» **Task instructions**:
**1.** Copy from the passage on music as metaphor, starting at "A colleague had" and ending at "gigue in metal.", keeping every word as it stands.
**2.** Which people are named in the passage on music as metaphor? List every one.
**3.** Write what comes next in the passage on music as metaphor, picking up after its final sentence.

» **Selected passage**:

============

A colleague had just given me an article from a recent issue of the Economist called Why Music? which explores some of the attempts by scientists to find evolutionary arguments for why we have music at all. Why indeed, I thought.

The London Eye. A metaphor for music?

The London Eye. A metaphor for music?

Meanwhile, at my checkout, I was pondering something in Michael Spitzer’s Metaphor and Musical Thought to do with painting as a potential metaphor for music (as opposed to, or rather complementing the ‘literalization’ theory of Lydia Goehr). If I’d understood it, I’d be explaining it better here. However, the day before, I’d had an epiphany cycling up to  the awe-inspiring London Eye. I suddenly saw at least some of the point – a beautifully formed wheel like that could be a metaphor for a piece of music, couldn’t it? A Bach gigue in metal.

If she could have read my mind, the girl with the earphones would have thought I had a screw loose too. Which makes me wonder how much you can develop a theory about music, when ‘music’ has such enormous varieties of experience attached to it.

============

» **Records**:
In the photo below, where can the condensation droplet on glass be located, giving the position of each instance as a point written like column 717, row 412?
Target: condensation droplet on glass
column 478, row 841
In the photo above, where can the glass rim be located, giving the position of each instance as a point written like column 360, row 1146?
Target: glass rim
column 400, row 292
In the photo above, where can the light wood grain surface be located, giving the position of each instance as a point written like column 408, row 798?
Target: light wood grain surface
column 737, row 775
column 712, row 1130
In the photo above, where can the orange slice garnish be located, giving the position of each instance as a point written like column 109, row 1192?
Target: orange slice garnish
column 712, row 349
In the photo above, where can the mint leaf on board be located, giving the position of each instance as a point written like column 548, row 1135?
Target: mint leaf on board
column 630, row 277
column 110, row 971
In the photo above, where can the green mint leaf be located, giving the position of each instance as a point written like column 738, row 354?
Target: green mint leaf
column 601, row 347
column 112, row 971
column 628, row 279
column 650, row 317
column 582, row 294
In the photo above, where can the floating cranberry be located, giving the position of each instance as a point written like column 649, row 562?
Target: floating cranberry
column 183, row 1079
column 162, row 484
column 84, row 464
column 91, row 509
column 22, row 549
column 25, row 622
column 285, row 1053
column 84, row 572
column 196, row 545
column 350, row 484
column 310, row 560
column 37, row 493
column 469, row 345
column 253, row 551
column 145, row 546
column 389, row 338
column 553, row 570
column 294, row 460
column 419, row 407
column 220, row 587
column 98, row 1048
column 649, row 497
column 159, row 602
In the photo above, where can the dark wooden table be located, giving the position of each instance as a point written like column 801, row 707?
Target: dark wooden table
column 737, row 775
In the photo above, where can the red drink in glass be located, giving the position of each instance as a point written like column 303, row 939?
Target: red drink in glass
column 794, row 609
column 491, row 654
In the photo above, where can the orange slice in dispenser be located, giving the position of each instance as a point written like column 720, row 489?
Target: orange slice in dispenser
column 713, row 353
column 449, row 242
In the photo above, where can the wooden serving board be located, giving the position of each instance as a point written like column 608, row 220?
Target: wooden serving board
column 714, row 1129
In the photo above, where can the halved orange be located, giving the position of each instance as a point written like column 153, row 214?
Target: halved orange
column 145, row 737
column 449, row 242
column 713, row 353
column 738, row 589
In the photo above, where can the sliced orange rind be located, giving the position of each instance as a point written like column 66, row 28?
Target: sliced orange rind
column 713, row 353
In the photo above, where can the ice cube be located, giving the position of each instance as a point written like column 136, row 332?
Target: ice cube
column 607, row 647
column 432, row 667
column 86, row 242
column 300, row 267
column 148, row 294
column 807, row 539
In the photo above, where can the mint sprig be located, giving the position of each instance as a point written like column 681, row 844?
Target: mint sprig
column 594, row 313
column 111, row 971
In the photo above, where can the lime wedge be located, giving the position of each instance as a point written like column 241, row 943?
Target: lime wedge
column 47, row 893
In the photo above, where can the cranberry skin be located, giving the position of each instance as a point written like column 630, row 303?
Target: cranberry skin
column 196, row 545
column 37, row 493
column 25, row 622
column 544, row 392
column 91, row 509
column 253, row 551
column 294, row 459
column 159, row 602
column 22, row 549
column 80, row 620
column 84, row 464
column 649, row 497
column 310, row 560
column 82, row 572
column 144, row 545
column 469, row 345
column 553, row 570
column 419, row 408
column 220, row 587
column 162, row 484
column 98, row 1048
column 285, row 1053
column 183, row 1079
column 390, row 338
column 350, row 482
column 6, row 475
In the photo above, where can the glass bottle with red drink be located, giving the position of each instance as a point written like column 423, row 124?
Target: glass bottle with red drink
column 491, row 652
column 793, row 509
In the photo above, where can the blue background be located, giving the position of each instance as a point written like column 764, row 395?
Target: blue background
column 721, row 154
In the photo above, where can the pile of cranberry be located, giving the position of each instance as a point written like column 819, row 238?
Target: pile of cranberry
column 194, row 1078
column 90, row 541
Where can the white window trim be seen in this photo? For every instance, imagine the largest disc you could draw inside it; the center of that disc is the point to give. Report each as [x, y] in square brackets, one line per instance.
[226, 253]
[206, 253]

============

» **Your responses**:
**1.**
A colleague had just given me an article from a recent issue of the Economist called Why Music? which explores some of the attempts by scientists to find evolutionary arguments for why we have music at all. Why indeed, I thought.

The London Eye. A metaphor for music?

The London Eye. A metaphor for music?

Meanwhile, at my checkout, I was pondering something in Michael Spitzer’s Metaphor and Musical Thought to do with painting as a potential metaphor for music (as opposed to, or rather complementing the ‘literalization’ theory of Lydia Goehr). If I’d understood it, I’d be explaining it better here. However, the day before, I’d had an epiphany cycling up to  the awe-inspiring London Eye. I suddenly saw at least some of the point – a beautifully formed wheel like that could be a metaphor for a piece of music, couldn’t it? A Bach gigue in metal.

**2.** Michael Spitzer, Lydia Goehr, Bach

**3.**
On Mendelssohn, Hampson, and ‘musical music’

This has nothing to do with the post, but in the spirit of Mendelssohn, it expresses something about the poetic content

This has nothing to do with the post, but in the spirit of Mendelssohn, it expresses something about the poetic content

Hello world, happy new year.

Though I say it myself, I rather liked my Advent Calendar of 2008. It’s nicely ironic that I should have begun it with ‘Solving Musical Problems’, because as it turned out, that’s exactly what I continued to do for most of the calendar.  One of the reasons I blog is because there are things that irritate me (both in the quotidian sense, and in the ‘sand that makes the pearl’ sense), and blogging is a way of working out those problems on virtual paper. Teachers acknowledge that you learn by teaching, and by the same token, I find it easier to solve problems when I share them with even an imaginary reading public.

My favourite post was the one about music that is too musical, because I surprised even myself in being able to find an advocate in one so erudite as Raymond Monelle for a position that seemed so illogical – that  music that can be  too “musical”.

But I now find that the concept of ‘musical music’ in a perjorative sense is not as recondite as I thought. It turns out that Mendelssohn used the term (I wish I knew where). That’s nice, because elsewhere, I’ve said that it was Chris Hampson who made me appreciate Mendelssohn, and it seems they might well have had stuff to talk about.

I came across this in Susanne Langer’s Feeling and Form. It’s a shame that Langer is dismissed as a bit of a well-meaning also-ran as a philosopher these days, because there are bits of her work which are brilliant.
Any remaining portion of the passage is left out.